__Exercise goal__.
Copy out the material word for word, from the line containing "task: mark the region of the woman's left arm" up to and including the last line of the material.

__Input__.
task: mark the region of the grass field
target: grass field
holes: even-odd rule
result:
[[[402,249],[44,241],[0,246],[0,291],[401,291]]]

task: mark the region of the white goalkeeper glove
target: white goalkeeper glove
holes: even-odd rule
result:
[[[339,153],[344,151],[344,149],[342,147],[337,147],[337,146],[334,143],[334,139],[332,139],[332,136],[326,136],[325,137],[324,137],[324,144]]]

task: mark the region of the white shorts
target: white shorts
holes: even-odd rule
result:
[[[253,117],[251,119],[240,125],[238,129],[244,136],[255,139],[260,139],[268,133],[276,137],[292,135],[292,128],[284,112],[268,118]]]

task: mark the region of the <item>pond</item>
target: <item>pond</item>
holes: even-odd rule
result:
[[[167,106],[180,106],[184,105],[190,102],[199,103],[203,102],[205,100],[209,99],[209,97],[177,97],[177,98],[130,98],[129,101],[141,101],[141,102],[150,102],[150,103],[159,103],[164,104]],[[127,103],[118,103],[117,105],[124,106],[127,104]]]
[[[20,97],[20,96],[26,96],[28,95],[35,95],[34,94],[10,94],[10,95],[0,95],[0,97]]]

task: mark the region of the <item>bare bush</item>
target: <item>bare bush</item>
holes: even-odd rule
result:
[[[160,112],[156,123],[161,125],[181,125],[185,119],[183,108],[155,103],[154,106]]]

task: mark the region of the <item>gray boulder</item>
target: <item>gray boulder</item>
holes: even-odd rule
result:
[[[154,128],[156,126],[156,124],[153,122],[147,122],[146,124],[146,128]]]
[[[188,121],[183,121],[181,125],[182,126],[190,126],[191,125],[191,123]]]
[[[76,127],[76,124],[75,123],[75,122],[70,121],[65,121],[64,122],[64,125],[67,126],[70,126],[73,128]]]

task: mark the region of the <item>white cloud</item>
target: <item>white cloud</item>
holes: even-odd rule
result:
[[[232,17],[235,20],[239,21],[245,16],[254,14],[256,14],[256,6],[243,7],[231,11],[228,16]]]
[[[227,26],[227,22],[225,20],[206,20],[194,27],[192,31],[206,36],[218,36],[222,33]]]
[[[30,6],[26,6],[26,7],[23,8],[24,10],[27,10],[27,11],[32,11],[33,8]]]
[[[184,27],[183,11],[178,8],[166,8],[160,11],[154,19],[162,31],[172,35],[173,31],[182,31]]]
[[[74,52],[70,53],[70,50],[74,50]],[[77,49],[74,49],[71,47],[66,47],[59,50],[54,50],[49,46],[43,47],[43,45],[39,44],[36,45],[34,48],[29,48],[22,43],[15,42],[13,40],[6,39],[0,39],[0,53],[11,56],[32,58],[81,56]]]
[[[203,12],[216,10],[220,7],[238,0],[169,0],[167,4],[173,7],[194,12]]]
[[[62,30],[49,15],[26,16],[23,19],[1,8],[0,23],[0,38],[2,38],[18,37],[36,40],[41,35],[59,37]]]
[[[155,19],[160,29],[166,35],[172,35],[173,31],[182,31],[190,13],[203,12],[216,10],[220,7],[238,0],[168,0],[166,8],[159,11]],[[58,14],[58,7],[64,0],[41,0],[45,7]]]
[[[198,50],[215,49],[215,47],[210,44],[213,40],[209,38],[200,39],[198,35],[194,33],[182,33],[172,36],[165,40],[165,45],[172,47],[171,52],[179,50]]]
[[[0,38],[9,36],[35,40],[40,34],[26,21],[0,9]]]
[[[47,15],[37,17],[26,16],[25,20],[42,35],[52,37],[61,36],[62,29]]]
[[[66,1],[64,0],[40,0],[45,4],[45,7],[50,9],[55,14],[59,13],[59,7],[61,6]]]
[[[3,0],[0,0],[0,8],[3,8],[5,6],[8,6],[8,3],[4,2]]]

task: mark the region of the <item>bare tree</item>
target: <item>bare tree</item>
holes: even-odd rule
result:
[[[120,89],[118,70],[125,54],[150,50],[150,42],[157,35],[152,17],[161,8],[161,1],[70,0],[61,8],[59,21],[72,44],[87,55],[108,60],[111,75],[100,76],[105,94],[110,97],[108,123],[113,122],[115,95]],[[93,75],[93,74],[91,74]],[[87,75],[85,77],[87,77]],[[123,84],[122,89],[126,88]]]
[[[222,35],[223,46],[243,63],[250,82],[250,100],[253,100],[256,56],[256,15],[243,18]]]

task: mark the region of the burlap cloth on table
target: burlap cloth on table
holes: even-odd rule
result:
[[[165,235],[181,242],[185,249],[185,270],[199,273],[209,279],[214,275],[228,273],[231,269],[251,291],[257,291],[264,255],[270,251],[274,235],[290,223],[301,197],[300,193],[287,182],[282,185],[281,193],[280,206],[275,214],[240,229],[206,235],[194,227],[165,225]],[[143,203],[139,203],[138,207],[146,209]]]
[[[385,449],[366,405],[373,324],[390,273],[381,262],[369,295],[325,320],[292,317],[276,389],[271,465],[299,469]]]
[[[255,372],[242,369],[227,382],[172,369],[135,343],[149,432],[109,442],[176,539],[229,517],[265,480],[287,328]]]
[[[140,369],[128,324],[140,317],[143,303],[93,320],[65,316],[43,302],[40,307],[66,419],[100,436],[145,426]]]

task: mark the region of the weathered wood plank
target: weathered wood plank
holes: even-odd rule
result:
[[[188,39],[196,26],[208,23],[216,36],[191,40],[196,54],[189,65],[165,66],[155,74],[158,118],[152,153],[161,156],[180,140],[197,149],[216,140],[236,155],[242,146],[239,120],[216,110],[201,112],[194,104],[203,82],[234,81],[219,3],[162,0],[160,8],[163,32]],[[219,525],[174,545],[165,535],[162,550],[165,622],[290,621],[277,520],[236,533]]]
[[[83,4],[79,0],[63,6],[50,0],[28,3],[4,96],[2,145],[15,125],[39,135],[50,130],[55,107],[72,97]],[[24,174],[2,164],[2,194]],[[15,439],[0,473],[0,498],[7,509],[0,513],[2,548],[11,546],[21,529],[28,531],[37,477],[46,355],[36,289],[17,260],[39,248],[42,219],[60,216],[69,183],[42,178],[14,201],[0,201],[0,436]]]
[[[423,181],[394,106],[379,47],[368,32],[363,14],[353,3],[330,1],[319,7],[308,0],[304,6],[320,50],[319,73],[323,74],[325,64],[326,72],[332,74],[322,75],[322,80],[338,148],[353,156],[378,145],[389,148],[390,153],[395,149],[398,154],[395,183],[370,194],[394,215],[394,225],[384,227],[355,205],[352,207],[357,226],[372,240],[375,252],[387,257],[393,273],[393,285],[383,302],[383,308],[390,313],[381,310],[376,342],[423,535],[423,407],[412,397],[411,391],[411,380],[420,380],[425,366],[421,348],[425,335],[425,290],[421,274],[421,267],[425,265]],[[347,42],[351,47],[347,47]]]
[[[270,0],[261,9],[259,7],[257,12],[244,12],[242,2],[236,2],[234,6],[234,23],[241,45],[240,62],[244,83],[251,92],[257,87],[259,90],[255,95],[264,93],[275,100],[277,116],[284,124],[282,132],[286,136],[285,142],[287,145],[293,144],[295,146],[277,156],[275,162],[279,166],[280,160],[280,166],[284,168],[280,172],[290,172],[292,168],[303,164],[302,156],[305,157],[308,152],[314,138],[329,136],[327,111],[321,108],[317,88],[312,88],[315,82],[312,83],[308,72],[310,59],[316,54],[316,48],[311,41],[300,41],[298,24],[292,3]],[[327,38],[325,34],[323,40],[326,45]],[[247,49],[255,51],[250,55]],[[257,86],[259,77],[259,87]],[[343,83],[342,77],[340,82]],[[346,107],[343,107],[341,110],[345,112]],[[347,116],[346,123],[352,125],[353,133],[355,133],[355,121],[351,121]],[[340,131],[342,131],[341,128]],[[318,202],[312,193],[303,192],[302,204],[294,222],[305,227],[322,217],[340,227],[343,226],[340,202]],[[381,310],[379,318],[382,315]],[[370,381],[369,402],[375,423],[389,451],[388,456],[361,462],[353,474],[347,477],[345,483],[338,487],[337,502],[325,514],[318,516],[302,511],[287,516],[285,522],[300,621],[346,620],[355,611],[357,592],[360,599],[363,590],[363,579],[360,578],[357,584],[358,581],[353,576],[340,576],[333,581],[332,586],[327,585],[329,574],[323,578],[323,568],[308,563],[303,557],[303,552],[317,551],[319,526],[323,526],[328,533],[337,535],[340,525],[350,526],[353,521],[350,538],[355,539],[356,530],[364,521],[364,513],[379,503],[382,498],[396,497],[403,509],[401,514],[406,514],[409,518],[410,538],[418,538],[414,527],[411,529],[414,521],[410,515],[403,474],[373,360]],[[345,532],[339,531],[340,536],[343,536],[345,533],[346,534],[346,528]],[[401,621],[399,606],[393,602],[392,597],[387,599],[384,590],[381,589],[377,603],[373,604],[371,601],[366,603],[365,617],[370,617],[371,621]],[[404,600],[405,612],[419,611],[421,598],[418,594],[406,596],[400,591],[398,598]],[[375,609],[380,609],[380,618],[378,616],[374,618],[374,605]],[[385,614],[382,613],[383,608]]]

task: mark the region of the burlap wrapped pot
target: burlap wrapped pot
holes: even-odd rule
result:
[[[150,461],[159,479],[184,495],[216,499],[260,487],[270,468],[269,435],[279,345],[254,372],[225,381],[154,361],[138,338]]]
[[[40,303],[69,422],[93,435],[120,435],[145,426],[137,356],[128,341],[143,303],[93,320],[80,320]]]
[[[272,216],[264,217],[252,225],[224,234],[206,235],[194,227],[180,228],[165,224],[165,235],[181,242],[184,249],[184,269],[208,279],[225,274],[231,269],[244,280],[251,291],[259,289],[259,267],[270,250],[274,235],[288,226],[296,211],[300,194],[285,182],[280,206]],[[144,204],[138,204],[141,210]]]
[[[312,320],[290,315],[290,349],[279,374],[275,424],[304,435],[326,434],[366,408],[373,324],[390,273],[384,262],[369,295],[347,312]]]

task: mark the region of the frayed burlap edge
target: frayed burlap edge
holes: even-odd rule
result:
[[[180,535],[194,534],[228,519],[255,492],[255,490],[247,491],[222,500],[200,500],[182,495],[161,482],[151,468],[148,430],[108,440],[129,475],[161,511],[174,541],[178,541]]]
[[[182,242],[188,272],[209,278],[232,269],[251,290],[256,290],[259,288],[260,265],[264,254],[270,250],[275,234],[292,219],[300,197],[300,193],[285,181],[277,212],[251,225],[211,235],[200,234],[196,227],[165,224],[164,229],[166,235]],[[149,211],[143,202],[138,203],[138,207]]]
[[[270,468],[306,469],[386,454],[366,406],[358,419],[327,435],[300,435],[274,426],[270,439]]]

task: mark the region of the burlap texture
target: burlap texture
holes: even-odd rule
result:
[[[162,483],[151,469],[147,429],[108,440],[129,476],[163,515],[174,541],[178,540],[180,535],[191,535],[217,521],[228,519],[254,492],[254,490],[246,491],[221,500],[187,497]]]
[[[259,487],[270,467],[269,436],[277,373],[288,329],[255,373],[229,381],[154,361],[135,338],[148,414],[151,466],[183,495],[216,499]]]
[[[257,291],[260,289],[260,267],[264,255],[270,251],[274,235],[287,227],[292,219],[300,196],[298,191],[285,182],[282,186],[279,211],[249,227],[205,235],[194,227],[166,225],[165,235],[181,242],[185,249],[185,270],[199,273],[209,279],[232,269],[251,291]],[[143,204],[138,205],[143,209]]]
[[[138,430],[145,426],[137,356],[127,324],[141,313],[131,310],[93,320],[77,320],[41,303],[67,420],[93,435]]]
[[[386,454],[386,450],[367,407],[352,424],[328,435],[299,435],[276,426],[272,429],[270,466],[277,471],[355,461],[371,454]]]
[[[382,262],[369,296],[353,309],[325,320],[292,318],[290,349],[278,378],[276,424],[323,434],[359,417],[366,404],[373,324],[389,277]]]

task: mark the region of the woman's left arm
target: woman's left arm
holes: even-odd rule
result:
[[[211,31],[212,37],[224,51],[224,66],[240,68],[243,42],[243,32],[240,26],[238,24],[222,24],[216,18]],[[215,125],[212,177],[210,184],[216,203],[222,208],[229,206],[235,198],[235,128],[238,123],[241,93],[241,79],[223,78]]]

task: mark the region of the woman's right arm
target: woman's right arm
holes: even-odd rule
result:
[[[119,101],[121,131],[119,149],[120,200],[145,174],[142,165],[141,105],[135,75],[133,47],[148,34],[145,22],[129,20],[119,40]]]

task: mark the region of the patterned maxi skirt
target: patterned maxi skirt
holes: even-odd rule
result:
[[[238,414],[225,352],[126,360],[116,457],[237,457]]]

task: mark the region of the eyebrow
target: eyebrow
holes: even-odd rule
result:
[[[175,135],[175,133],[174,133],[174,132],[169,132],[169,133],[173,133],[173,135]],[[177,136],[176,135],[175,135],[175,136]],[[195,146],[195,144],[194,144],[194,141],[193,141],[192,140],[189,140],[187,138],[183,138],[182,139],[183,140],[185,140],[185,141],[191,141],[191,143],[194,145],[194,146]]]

__Completed task__.
task: mark the region of the woman's left arm
target: woman's left arm
holes: even-odd rule
result:
[[[211,31],[212,37],[224,51],[224,66],[240,68],[243,42],[243,32],[240,26],[238,24],[222,24],[216,18]],[[215,125],[212,177],[210,184],[216,203],[222,208],[229,206],[235,198],[235,128],[238,123],[241,93],[241,79],[223,78]]]

task: mark the region of the woman's right arm
target: woman's right arm
holes: even-odd rule
result:
[[[119,101],[121,131],[119,149],[120,200],[145,174],[142,165],[141,105],[135,75],[133,47],[148,34],[145,22],[129,20],[119,40]]]

task: mark the region of the patterned maxi skirt
target: patterned maxi skirt
holes: even-odd rule
result:
[[[238,414],[225,352],[126,360],[116,457],[237,457]]]

task: mark the region of the eyebrow
target: eyebrow
holes: even-odd rule
result:
[[[175,135],[175,133],[174,133],[174,132],[169,132],[169,133],[173,133],[173,135]],[[177,136],[176,135],[175,135],[175,136]],[[195,146],[195,144],[194,144],[194,141],[193,141],[192,140],[189,140],[187,138],[183,138],[182,139],[183,140],[185,140],[185,141],[191,141],[191,143],[194,145],[194,146]]]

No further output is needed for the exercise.